Vorliegender Text:
§ §

Die Angst der Wiener Verkehrspolitik vor der eigenen Courage.

Diskussionsbeitrag

Es werden ausnahmslos nur bereits veröffentlichte Informationen verwendet


Starttag 1. September 2012

Fast 20 Jahre hatte es gedauert, bis für die Wiener Parkraumüberwachung die sinnvollste Organisationsform umgesetzt wurde: die Übertragung aller Kompetenzen zur Kontrolle der Kurzparkzonen zusätzlich zu den bei der Bundespolizei befindlichen der StVO/Straßenverkehrsordnung und des KFG/Kraftfahrgesetzes an die LVA/Landesverkehrsabteilung der LPDion Wien ab 1.9.2012.

Die behördliche Überwachung des gesamten ruhenden Verkehrs in Wien war endlich in einer Hand, nachdem das Kontrollpersonal der MA 67 des Magistrates zur Landespolizeidirektion Wien abgeordnet war (siehe auch: https://www.kiv.at/wien/zone/artikel/3988/erfolgsprojekt-pueg) und die einheitliche PÜG/Parkraumüberwachungsgruppe im Rahmen des Referats 2.8 der Landesverkehrsabteilung der Polizei tätig wurde.

§ §

Die Daten:
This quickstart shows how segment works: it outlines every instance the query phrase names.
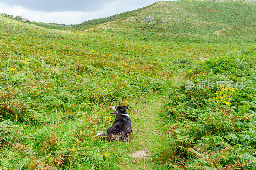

§ §

Arbeitsauftrag A: In welchem Referat wurde laut dem Text über die Wiener Parkraumüberwachung die einheitliche Parkraumüberwachungsgruppe tätig?
Arbeitsauftrag B: Führe den Text über die Wiener Parkraumüberwachung im Anschluss an seinen letzten Satz weiter.

Endgültige Antwort A: Im Referat 2.8 der Landesverkehrsabteilung der Polizei.

Endgültige Antwort B:
Der verwirrende „Kapperlsalat“ („Blaukappler“, „Weisskappler“ mit unterschiedlichen Kompetenzen) war beendet, was auch einen beispielgebenden Beitrag zu sinnvoller Verwaltungsreform darstellt, in einer Vereinbarung gemäß § 15a -Bundes-Verfassungsgesetz zwischen der Republik Österreich und dem Bundesland Wien geregelt wurde und über vorher hinderliche Parteigrenzen hinweg zustandekam („Rotes Wien“, „Schwarzes Innenministerium“, „Grüne Verkehrsstadträtin“ – wobei die Anstoßgeber der rote Bürgermeister und die grüne Vizebürgermeisterin waren).siehe auch:
http://www.ris.bka.gv.at/Dokumente/BgblAuth/BGBLA_2013_II_66/BGBLA_2013_II_66.pdf

Deutliche Erhöhung der Einnahmen aus Parkstrafen

Die Einnahmen aus Parkstrafen waren 2012 42 Mio Euro, stiegen 2013 auf 58 Mio Euro (in diese Zeit fiel die Erhöhung der Strafmandate von 21 auf 36 Euro und die Erweiterung der flächendeckenden Parkraumbewirtschaftung in Aussenbezirken) und stiegen durch die Intensivierung der PÜG-Kontrollen 2014 weiter auf über 65 Mio Euro.

Dazu ein aktueller Zeitungsbericht in dem unser PÜG-Kommandant Oberst Wolfgang Schererbauer interviewt wird (irrtümlich als „Oberstleutnant Johann Schererbauer“): „Das Geld liegt auf Wiens Straßen“

Und was passiert mit den Einnahmen?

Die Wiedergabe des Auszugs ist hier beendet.